* BEGIN *

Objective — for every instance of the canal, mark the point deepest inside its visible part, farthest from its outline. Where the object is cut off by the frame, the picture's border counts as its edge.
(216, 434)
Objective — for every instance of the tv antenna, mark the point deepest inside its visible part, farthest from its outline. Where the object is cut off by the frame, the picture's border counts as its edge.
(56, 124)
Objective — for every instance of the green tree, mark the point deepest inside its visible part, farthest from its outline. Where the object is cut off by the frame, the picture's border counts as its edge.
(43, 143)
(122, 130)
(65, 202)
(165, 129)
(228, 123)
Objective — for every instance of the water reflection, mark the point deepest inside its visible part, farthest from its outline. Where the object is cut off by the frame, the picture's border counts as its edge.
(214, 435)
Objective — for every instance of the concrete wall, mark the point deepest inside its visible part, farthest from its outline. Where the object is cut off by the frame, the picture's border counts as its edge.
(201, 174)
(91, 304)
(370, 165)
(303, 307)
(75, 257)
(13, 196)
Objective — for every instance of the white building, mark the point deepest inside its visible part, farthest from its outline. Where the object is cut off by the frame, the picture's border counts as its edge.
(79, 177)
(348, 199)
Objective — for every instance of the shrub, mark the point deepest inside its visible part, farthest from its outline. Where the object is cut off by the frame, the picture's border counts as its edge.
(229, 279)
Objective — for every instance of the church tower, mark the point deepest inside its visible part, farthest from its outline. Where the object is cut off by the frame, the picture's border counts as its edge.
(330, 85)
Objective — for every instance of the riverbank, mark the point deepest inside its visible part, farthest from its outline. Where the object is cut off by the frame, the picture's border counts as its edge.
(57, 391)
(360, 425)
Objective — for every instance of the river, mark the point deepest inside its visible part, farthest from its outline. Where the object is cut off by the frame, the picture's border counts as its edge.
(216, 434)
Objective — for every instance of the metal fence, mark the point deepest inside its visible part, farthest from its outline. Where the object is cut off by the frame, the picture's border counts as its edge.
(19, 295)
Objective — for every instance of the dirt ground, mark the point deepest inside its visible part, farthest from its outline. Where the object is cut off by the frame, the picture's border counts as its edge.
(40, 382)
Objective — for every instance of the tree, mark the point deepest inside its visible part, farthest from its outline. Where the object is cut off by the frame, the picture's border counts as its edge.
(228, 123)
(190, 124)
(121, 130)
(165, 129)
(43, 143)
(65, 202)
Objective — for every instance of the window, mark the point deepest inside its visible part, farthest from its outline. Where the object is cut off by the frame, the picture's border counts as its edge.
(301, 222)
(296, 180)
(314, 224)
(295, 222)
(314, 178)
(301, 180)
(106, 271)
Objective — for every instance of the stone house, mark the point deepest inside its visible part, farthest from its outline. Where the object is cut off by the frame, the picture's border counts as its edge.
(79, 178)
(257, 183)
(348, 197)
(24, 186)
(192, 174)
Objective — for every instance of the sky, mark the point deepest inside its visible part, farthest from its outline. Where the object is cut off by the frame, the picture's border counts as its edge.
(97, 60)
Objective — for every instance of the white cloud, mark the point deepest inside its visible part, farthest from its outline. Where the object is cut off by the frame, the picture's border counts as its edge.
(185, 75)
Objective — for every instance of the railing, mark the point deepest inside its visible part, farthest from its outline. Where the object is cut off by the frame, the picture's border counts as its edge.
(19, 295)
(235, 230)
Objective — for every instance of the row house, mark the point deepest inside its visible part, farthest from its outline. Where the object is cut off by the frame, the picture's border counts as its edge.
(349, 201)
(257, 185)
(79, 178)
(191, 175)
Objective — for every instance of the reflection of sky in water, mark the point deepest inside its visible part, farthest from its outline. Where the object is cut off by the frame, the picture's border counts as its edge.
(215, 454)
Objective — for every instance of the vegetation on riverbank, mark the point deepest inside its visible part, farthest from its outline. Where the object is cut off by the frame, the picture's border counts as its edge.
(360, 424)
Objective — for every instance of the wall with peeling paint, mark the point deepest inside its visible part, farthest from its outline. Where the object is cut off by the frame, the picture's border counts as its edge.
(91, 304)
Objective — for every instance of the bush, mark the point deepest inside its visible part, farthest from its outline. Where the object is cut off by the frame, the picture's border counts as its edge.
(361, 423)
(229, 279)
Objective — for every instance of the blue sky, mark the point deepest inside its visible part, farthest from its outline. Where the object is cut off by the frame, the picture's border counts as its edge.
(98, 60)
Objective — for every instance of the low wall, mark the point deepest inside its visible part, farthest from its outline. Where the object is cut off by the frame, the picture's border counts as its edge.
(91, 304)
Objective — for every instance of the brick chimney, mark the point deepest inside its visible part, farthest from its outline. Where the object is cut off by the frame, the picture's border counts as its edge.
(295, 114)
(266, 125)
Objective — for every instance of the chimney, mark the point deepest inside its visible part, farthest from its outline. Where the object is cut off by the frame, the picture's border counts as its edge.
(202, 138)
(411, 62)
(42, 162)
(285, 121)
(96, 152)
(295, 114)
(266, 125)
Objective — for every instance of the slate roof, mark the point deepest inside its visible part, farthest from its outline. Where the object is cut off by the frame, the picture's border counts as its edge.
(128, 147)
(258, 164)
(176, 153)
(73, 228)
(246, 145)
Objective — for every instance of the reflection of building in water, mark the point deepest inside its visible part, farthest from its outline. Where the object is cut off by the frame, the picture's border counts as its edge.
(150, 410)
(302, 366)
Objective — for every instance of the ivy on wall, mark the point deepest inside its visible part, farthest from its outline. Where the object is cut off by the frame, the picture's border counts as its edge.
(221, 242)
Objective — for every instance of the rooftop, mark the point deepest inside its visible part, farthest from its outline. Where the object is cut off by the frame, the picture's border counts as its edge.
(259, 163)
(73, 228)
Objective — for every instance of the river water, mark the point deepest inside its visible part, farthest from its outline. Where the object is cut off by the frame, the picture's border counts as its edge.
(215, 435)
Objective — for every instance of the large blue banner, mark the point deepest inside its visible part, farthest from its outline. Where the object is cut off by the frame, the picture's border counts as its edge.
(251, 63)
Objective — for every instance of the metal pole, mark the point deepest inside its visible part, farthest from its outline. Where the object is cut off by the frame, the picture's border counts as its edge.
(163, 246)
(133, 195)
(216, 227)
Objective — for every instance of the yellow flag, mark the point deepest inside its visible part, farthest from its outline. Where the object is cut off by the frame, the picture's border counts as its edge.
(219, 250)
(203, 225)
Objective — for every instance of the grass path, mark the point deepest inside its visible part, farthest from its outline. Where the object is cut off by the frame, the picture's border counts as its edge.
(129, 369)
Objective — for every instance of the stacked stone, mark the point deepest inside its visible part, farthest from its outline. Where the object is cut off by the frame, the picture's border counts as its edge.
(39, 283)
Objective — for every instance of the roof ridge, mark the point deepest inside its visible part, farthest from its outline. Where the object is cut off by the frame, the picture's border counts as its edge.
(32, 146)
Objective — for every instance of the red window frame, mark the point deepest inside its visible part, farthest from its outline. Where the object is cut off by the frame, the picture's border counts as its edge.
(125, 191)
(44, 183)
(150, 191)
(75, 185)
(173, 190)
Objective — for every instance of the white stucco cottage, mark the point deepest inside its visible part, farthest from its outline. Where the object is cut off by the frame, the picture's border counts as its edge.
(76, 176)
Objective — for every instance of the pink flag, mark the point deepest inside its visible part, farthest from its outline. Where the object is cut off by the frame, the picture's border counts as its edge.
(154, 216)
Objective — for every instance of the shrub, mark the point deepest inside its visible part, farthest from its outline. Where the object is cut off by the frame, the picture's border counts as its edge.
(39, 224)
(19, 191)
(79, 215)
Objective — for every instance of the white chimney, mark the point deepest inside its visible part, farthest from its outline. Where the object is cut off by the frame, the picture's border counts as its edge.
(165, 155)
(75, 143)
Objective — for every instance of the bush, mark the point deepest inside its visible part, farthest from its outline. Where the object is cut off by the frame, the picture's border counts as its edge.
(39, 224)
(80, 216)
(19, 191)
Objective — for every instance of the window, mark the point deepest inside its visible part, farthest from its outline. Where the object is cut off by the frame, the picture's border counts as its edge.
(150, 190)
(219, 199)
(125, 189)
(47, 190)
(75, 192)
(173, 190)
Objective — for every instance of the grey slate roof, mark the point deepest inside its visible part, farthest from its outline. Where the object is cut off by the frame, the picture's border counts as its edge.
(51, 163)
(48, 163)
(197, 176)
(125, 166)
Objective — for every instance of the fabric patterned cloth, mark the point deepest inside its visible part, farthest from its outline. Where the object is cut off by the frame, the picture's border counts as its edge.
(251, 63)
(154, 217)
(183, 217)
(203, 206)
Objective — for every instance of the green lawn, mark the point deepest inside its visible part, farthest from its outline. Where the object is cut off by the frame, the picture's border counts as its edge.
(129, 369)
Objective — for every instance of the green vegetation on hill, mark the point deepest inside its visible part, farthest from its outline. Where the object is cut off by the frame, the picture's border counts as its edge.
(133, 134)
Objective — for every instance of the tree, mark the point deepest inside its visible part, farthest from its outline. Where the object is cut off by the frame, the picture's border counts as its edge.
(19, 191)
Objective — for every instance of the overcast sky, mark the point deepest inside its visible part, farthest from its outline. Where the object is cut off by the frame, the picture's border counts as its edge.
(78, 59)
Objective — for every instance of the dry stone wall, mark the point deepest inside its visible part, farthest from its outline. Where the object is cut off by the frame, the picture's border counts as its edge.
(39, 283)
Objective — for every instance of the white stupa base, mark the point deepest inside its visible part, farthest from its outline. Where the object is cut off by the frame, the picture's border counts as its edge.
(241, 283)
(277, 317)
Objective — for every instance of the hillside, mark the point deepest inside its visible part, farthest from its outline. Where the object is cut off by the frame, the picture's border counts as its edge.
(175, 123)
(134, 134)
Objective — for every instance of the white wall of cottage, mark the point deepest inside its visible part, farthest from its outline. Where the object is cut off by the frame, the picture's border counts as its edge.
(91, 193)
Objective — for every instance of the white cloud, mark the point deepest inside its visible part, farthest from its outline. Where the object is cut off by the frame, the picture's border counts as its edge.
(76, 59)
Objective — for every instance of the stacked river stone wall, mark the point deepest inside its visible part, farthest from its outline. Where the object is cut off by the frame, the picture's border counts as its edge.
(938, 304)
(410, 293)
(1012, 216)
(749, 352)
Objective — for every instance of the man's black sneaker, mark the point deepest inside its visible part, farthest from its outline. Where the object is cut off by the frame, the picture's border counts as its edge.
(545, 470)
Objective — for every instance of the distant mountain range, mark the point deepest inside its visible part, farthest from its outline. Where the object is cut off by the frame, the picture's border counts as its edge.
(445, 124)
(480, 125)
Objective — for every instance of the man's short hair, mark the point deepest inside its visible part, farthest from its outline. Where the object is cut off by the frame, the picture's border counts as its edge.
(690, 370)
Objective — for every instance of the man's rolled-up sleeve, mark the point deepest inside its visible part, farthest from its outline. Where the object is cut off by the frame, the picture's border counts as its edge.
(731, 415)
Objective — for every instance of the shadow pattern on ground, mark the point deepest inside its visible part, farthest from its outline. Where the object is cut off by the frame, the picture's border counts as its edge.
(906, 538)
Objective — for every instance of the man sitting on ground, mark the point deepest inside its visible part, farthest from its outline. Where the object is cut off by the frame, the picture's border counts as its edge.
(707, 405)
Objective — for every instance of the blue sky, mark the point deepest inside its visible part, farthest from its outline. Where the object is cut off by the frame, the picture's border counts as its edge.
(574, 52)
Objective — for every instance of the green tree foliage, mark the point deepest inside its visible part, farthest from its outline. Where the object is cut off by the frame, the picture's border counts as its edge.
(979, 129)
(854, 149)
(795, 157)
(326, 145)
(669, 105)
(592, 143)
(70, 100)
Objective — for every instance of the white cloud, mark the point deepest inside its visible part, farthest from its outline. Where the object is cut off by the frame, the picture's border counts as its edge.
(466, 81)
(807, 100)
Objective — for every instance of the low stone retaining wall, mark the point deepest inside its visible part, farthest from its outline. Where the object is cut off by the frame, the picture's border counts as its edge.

* END *

#### [Task requirements]
Extract exactly the lines between the line containing "Objective — for every instance of the distant" and the end of the data, including both.

#### [Answer for the task]
Objective — for every instance of the distant mountain range, mark the point deepest inside its visible part, farthest from its outline. Where the object is cut off by the frame, the picture's border counts as its edge.
(445, 124)
(480, 125)
Objective — for every instance of the man's short hair, mark the point deepest inside its visible part, farthest from its outline. Where the object is cut off by the frame, the picture's border counts as its edge.
(690, 370)
Objective — for every instance of the man's rolled-up sleeve, mark the point deepest inside its visible part, farthest from its outline. Where the object is cut off by the frame, the picture's border counts as its edge.
(731, 415)
Objective — for every instance of the shadow pattern on ground, mark the point deepest inside its visible part, farthest from its outline. Where the object is cut off by the frame, the picture's border counts as its edge.
(906, 538)
Objective — for every instance of the man sitting on ground, mark the point deepest inside its visible part, farthest from its outline. Where the object is cut off by the frame, the picture's border counts as its edge.
(707, 405)
Objective — for every instance of the blue sky, mark the point deepest inside its visible part, farthest from its outline. Where the object is cut off by the frame, the picture's border counts as its edge.
(574, 52)
Objective — for every instance of the green tree foliage, mark the point deepest inside its visible part, farthest from its outline. Where the object is cut off by the frame, the picture's border counts as its edge.
(979, 129)
(854, 149)
(795, 157)
(326, 145)
(669, 105)
(592, 143)
(70, 100)
Objective — for every instance of the white cloud, mark the point deepest inside its visible part, farthest from its outline. Where the object is cut off by the frame, the picture's border counts as its edge.
(466, 81)
(807, 100)
Objective — for every instance of the low stone retaining wall, mark the point deepest inside its visible part, farthest from its outline. Where the object is cut off by the frame, the picture's border counts as its edge.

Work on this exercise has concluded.